Aufgabe 1:
Beantworte diese Fragen zum Brief kurz:
(a) Was kann laut Brief nicht immer dauern?
(b) Worauf wird es bei der bevorstehenden Verbindung sehr ankommen?
(c) Was wird dem Brief beigelegt?
Aufgabe 2:
Gib bitte den Abschnitt des Briefs wortgetreu wieder, der mit den Worten „Liebe Therese! Ich gratulire“ einsetzt und mit „Du noch etwas.“ schließt.

---- Seite

Liebe Therese! Ich gratulire Dir von Herzen zu Deiner bevorstehenden Verbindung, und wünsche aufrichtig, daß sie sich zu Deinem Glück schließen möge. Viel, ja sehr viel wird dabei auf Deine Aufführung ankommen. Liebe und besonders der Rausch der Liebe kann nicht immer dauern; aber Freundschaft und Achtung kannst Du verdienen, wenn Du rein und unbescholten dastehst und wenn Klugheit Deine übrigen Schritte in der Welt leitet. Dazu gebe Dir Gott Kraft und Willen! Er leite Dich auf ebner Bahn und segne Dich und sei Dir nahe mit seinem Geist und seiner Gnade! Amen.

Dieses sind die aufrichtigen Wünsche meines Herzens für Dich, liebe Therese! Ich kann Dir keine großen Beweise meiner Liebe geben, ich schicke Dir hiebei eine Eventaille mit meinem Namen in bunten Steinen. Sie ist ganz einfach, ohne Juwelen, wie die Zeit es mit sich bringt. Kommt sie mal besser, so bekömmst Du noch etwas.

--------
---- Datenzeilen

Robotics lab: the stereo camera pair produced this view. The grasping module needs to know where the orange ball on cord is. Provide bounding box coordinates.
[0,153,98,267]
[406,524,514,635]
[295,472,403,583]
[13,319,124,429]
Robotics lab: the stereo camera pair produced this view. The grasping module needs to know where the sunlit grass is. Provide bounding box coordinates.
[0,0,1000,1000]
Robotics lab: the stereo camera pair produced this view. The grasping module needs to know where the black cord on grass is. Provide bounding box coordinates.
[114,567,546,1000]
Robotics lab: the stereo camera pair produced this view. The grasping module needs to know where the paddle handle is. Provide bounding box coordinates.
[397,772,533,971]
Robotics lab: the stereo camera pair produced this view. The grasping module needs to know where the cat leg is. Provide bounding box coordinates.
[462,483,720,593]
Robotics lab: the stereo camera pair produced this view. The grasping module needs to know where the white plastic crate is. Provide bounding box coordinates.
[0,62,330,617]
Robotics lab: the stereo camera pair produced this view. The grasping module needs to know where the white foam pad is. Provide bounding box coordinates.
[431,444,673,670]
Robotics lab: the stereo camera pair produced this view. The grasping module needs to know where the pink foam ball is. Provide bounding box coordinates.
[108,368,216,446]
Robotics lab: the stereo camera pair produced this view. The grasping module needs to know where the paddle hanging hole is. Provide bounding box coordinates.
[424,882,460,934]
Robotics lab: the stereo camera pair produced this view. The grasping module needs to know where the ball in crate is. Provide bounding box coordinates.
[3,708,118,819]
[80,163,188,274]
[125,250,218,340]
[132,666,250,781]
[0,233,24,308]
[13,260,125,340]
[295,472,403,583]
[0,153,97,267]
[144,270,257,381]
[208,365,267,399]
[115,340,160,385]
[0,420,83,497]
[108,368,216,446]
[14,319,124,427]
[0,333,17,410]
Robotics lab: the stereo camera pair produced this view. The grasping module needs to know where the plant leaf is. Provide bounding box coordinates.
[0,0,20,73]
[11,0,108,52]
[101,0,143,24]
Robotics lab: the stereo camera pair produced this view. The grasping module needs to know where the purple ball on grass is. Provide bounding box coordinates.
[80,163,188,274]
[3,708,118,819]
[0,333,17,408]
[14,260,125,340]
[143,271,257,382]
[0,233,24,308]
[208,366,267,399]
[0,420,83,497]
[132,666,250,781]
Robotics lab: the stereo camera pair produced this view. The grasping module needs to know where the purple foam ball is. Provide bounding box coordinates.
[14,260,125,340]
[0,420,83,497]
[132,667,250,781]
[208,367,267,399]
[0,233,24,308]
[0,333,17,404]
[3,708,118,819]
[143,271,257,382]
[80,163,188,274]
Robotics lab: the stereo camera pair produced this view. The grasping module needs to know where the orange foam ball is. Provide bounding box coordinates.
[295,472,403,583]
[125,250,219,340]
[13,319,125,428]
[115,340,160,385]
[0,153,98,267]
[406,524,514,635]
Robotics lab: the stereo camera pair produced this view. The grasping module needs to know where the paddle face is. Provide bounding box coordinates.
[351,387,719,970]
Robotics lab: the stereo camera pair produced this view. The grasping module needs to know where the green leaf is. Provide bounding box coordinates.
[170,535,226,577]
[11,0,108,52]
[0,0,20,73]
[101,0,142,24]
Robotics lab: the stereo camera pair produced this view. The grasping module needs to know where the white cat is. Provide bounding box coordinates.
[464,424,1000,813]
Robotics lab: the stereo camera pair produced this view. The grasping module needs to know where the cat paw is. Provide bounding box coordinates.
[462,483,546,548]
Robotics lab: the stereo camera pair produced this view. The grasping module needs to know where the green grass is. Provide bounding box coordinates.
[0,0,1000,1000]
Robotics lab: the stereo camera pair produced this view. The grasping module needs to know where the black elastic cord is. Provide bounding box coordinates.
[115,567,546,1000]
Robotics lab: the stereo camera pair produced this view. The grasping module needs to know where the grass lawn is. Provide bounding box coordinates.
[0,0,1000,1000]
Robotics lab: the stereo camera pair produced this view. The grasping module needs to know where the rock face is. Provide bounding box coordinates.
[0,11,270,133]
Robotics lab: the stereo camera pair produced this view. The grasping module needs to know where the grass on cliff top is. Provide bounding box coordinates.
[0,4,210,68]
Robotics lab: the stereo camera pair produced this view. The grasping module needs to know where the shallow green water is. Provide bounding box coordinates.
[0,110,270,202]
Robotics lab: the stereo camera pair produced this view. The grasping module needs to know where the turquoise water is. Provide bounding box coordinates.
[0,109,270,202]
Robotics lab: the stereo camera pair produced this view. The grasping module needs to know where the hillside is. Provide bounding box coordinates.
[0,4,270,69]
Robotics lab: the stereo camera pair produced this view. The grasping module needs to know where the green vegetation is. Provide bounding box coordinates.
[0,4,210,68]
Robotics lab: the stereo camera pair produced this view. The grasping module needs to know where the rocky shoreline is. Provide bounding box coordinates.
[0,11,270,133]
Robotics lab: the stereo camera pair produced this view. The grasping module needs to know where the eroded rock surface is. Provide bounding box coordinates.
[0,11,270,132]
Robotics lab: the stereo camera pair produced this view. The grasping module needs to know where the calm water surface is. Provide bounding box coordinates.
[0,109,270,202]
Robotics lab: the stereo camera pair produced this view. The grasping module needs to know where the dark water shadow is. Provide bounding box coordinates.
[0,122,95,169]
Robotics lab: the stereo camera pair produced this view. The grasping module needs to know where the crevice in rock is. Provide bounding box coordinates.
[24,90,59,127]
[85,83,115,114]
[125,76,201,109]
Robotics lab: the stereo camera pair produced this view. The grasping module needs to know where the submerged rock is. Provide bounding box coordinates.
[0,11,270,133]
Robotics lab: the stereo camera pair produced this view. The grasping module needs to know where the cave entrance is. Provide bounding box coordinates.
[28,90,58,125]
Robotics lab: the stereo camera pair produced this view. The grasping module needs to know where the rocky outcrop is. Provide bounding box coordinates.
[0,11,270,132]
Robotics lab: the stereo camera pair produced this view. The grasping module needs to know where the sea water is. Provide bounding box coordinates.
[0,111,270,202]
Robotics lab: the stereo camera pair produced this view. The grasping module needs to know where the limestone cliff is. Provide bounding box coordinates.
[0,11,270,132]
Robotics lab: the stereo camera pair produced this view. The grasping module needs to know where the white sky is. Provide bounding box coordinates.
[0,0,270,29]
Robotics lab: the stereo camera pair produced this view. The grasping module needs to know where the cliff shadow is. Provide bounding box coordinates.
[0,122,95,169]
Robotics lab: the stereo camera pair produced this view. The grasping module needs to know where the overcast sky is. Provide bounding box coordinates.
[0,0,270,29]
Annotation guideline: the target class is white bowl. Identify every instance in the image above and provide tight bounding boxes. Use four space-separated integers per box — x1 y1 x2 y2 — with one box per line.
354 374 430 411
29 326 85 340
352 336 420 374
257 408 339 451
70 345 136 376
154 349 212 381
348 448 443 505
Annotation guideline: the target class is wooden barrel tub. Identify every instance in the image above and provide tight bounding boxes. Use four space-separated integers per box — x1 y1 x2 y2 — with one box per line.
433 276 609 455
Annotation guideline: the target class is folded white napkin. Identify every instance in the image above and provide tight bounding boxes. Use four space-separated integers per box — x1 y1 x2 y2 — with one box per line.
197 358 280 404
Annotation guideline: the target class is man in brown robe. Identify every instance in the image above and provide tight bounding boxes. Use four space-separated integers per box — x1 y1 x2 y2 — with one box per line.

--------

Lösung 1:
(a) Die Liebe und besonders der Rausch der Liebe.
(b) Auf Thereses Aufführung.
(c) Eine Eventaille mit dem Namen der schreibenden Person in bunten Steinen.

Lösung 2:
Liebe Therese! Ich gratulire Dir von Herzen zu Deiner bevorstehenden Verbindung, und wünsche aufrichtig, daß sie sich zu Deinem Glück schließen möge. Viel, ja sehr viel wird dabei auf Deine Aufführung ankommen. Liebe und besonders der Rausch der Liebe kann nicht immer dauern; aber Freundschaft und Achtung kannst Du verdienen, wenn Du rein und unbescholten dastehst und wenn Klugheit Deine übrigen Schritte in der Welt leitet. Dazu gebe Dir Gott Kraft und Willen! Er leite Dich auf ebner Bahn und segne Dich und sei Dir nahe mit seinem Geist und seiner Gnade! Amen.

Dieses sind die aufrichtigen Wünsche meines Herzens für Dich, liebe Therese! Ich kann Dir keine großen Beweise meiner Liebe geben, ich schicke Dir hiebei eine Eventaille mit meinem Namen in bunten Steinen. Sie ist ganz einfach, ohne Juwelen, wie die Zeit es mit sich bringt. Kommt sie mal besser, so bekömmst Du noch etwas.